=== STATED GOAL A ===
Write out the patent text on condensate heat transfer for carbon dioxide refrigeration below, word for word and in full.

=== PAGE TEXT ===
※ ※ ※
Condensate heat transfer for transcritical carbon dioxide refrigeration system description/claims

Benefit is claimed of U.S. Patent Application 60/663,912, entitled “CONDENSATE HEAT TRANSFER FOR TRANSCRITICAL CARBON DIOXIDE REFRIGERATION SYSTEM” and filed Mar. 18, 2005. Copending application docket 05-258, entitled HIGH SIDE PRESSURE REGULATION FOR TRANSCRITICAL VAPOR COMPRESSION SYSTEM and filed on even date herewith, discloses prior art and inventive cooler systems. The present application discloses possible modifications to such systems. The disclosures of said applications are incorporated by reference herein as if set forth at length.

The invention relates to refrigeration. More particularly, the invention relates to beverage coolers.

As a natural and environmentally benign refrigerant, CO2 (R-744) is attracting significant attention. In most air-conditioning operating ranges, CO2 systems operate in transcritical mode. An example of a transcritical vapor compression system utilizing CO2 as working fluid comprises a compressor, a gas cooler, an expansion device, an evaporator and the like (see FIG. 1). The major difference between transcritical and conventional operation is that heat rejection in the gas cooler is in the supercritical region because the critical temperature for CO2 is 87.8 F. Consequently, pressure is not solely dependent on temperature and this opens additional control and optimization issues for system operation.
※ ※ ※
=== SUPPLIED MATERIAL ===
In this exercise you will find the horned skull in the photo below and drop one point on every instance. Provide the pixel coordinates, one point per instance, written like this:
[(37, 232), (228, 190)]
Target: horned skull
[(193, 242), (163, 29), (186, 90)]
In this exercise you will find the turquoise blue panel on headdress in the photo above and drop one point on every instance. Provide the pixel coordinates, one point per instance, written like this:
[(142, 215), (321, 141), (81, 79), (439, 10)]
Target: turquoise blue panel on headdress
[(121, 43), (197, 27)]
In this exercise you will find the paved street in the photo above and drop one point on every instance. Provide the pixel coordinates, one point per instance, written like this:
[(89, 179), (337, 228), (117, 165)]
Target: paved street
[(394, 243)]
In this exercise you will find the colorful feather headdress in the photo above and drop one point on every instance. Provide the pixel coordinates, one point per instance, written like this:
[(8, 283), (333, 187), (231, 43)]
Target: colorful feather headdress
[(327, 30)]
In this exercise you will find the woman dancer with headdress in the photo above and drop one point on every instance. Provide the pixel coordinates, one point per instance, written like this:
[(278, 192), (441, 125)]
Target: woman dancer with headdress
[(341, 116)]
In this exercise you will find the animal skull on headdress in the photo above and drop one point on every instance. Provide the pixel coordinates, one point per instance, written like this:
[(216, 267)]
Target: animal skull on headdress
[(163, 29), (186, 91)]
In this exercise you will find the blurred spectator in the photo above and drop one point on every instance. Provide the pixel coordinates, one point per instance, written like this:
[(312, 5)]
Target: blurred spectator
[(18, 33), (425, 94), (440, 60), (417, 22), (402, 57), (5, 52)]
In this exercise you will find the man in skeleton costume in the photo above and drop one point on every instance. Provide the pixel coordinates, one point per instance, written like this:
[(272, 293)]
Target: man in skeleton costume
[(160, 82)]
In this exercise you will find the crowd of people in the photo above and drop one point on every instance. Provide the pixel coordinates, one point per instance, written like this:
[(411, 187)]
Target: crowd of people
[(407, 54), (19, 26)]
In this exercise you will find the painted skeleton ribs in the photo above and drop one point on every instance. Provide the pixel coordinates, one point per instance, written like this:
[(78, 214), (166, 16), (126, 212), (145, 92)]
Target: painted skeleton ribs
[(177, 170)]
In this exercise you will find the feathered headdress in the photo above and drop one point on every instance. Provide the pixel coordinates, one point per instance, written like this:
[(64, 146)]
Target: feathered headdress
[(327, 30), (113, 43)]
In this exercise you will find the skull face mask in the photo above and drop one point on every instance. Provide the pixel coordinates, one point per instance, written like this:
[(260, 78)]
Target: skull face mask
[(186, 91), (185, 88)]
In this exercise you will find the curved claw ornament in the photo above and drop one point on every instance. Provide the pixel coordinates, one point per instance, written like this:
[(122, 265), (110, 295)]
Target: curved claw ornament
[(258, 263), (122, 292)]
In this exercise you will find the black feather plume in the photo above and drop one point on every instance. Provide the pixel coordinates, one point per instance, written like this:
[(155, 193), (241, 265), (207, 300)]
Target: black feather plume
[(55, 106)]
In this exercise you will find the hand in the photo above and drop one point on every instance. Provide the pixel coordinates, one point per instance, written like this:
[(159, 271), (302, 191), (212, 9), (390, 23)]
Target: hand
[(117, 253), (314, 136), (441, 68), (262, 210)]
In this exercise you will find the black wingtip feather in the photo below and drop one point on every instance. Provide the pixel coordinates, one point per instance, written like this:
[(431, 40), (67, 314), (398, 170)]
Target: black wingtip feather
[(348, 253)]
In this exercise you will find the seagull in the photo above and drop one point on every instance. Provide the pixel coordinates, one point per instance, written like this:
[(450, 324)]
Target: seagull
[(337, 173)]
※ ※ ※
=== STATED GOAL B ===
Filter the listing above, keeping every line that contains the word "people".

=== WRITTEN REPLY A ===
Condensate heat transfer for transcritical carbon dioxide refrigeration system description/claims

Benefit is claimed of U.S. Patent Application 60/663,912, entitled “CONDENSATE HEAT TRANSFER FOR TRANSCRITICAL CARBON DIOXIDE REFRIGERATION SYSTEM” and filed Mar. 18, 2005. Copending application docket 05-258, entitled HIGH SIDE PRESSURE REGULATION FOR TRANSCRITICAL VAPOR COMPRESSION SYSTEM and filed on even date herewith, discloses prior art and inventive cooler systems. The present application discloses possible modifications to such systems. The disclosures of said applications are incorporated by reference herein as if set forth at length.

The invention relates to refrigeration. More particularly, the invention relates to beverage coolers.

As a natural and environmentally benign refrigerant, CO2 (R-744) is attracting significant attention. In most air-conditioning operating ranges, CO2 systems operate in transcritical mode. An example of a transcritical vapor compression system utilizing CO2 as working fluid comprises a compressor, a gas cooler, an expansion device, an evaporator and the like (see FIG. 1). The major difference between transcritical and conventional operation is that heat rejection in the gas cooler is in the supercritical region because the critical temperature for CO2 is 87.8 F. Consequently, pressure is not solely dependent on temperature and this opens additional control and optimization issues for system operation.

=== WRITTEN REPLY B ===
In this exercise you will find the crowd of people in the photo above and drop one point on every instance. Provide the pixel coordinates, one point per instance, written like this:
Target: crowd of people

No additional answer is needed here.